╭─ Records provided

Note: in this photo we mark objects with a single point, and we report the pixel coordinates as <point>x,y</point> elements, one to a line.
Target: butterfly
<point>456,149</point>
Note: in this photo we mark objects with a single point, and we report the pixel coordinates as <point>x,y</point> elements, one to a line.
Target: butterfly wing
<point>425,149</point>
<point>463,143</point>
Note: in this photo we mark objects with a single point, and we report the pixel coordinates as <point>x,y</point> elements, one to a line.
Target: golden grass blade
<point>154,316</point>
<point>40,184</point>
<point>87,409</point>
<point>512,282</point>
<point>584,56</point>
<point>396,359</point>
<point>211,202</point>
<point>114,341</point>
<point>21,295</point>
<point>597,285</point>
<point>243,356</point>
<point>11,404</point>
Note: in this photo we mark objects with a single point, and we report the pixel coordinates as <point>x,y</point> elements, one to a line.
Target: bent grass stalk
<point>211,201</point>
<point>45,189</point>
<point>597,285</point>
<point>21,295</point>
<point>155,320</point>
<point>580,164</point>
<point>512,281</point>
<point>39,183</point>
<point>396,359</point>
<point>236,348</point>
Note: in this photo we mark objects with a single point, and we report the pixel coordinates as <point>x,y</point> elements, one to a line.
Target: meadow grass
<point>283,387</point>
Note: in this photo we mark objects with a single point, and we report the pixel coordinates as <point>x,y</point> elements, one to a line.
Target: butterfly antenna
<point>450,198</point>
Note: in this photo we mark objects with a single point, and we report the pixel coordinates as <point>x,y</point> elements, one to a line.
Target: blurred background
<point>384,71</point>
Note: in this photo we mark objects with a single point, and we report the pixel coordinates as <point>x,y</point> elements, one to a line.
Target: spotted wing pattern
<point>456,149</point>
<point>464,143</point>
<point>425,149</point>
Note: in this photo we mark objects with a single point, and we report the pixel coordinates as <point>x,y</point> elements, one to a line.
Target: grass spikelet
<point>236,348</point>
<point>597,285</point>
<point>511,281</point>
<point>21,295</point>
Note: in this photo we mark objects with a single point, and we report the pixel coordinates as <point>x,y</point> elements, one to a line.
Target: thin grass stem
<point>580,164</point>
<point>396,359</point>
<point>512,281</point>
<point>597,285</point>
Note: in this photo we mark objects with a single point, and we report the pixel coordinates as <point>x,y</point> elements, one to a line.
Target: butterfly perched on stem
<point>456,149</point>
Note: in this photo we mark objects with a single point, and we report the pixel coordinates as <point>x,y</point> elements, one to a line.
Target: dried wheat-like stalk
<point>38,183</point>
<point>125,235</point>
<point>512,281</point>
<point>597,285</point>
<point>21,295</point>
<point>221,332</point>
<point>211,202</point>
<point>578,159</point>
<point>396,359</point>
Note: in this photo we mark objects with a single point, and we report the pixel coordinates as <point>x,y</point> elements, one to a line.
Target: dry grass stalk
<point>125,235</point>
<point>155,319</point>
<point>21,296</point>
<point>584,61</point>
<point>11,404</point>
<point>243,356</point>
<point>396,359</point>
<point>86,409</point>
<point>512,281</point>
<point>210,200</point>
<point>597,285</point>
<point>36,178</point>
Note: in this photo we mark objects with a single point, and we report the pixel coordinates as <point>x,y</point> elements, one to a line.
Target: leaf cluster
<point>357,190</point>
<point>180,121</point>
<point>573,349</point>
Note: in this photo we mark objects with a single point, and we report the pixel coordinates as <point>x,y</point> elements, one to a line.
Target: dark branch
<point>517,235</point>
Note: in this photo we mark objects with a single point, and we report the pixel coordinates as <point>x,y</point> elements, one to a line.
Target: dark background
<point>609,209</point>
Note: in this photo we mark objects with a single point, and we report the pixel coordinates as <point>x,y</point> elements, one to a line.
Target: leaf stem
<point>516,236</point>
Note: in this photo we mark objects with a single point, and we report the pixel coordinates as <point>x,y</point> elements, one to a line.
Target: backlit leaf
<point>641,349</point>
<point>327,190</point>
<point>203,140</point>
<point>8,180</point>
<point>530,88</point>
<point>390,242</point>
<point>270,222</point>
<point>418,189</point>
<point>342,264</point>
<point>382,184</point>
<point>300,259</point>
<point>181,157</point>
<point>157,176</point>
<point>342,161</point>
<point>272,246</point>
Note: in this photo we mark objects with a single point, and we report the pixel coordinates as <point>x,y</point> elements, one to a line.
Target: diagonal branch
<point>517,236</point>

╰─

▶ Exercise task
Render all of the data above as a two-column CSV with the header row text,answer, giving one row for each text together with its answer. Put each field in double quotes and replace line breaks with spaces.

▶ The answer
text,answer
"Note: in this photo we mark objects with a single point, and we report the pixel coordinates as <point>x,y</point> elements, one to a line. Target: butterfly","<point>456,149</point>"
"Note: in this photo we mark objects with a single point, and we report the pixel coordinates as <point>x,y</point> elements, one to a line. Target: butterfly wing","<point>425,149</point> <point>463,143</point>"
"Note: in this photo we mark objects with a single point, and we report the pixel coordinates as <point>x,y</point> elements, one to a line. Target: golden grass blade","<point>154,316</point> <point>40,184</point> <point>87,409</point> <point>512,282</point> <point>584,56</point> <point>396,359</point> <point>211,202</point> <point>114,341</point> <point>21,295</point> <point>597,285</point> <point>243,356</point> <point>11,404</point>"
"Note: in this photo we mark objects with a single point, and we report the pixel coordinates as <point>x,y</point> elements, one to a line. Target: bent grass stalk","<point>211,201</point> <point>45,189</point> <point>597,285</point> <point>21,295</point> <point>155,320</point> <point>580,164</point> <point>512,281</point> <point>39,183</point> <point>396,359</point> <point>236,348</point>"
"Note: in this photo we mark objects with a single point, and we report the pixel coordinates as <point>x,y</point> elements, one to a line. Target: meadow grass","<point>283,387</point>"
"Note: in this photo we mark objects with a single point, and we report the pixel coordinates as <point>x,y</point> elements, one to a line. Target: butterfly antenna","<point>450,198</point>"
"Note: in this photo we mark objects with a single point, and we report the pixel coordinates as <point>x,y</point> elements, one to a line. Target: blurred background","<point>384,71</point>"
"Note: in this photo we mark objects with a single point, and we report the pixel coordinates as <point>x,y</point> elements, one to a line. Target: spotted wing pattern","<point>456,149</point> <point>464,143</point> <point>425,149</point>"
"Note: in this photo we mark objects with a single point, and we report the pixel coordinates as <point>x,y</point> elements, one to a line. Target: grass spikelet","<point>236,348</point> <point>597,285</point> <point>511,281</point> <point>21,295</point>"
"Note: in this photo we mark objects with a single point, and we report the pixel coordinates as <point>x,y</point> elements, one to a line. Target: thin grass stem","<point>580,164</point> <point>396,359</point> <point>512,281</point> <point>597,285</point>"
"Note: in this photo we mark objects with a single point, and we report the pixel coordinates as <point>x,y</point> elements, one to a line. Target: butterfly perched on stem","<point>456,149</point>"
"Note: in this photo we mark objects with a single point, and we report the pixel coordinates as <point>x,y</point> elements, one to a line. Target: dried wheat-like stalk","<point>38,183</point> <point>125,235</point> <point>512,281</point> <point>597,285</point> <point>21,295</point> <point>221,332</point> <point>211,202</point> <point>578,159</point> <point>396,359</point>"
"Note: in this photo we mark objects with a single point, and we report the pixel coordinates as <point>x,y</point> elements, one to a line. Target: dry grass stalk","<point>125,235</point> <point>155,319</point> <point>21,296</point> <point>584,61</point> <point>11,404</point> <point>243,356</point> <point>396,359</point> <point>86,409</point> <point>512,281</point> <point>210,200</point> <point>597,285</point> <point>36,178</point>"
"Note: in this photo we mark objects with a single point, and we report the pixel coordinates as <point>x,y</point> elements, one to a line. Target: leaf cluster","<point>357,190</point> <point>180,121</point> <point>573,349</point>"
"Note: in this photo we mark objects with a single point, and we report the pixel coordinates as <point>x,y</point> elements, one to a line. Target: dark branch","<point>517,235</point>"
"Note: in this photo we mark objects with a single point, and we report the pixel coordinates as <point>x,y</point> elements, one to a line. Target: dark background","<point>609,209</point>"
"Note: in this photo we mark objects with a single point, and we report the pixel coordinates as <point>x,y</point> elements, one to a line. Target: leaf stem","<point>516,236</point>"
"Note: in this photo we mark objects with a single point, and we report the pixel coordinates as <point>x,y</point> elements, one to a line. Target: backlit leaf","<point>641,349</point> <point>327,190</point> <point>203,140</point> <point>8,180</point> <point>530,88</point> <point>390,242</point> <point>270,222</point> <point>418,189</point> <point>342,264</point> <point>382,184</point> <point>300,259</point> <point>181,157</point> <point>157,176</point> <point>342,161</point> <point>272,246</point>"
"Note: in this photo we mark objects with a single point, and we report the pixel coordinates as <point>x,y</point> elements, one to a line. Target: diagonal branch","<point>517,236</point>"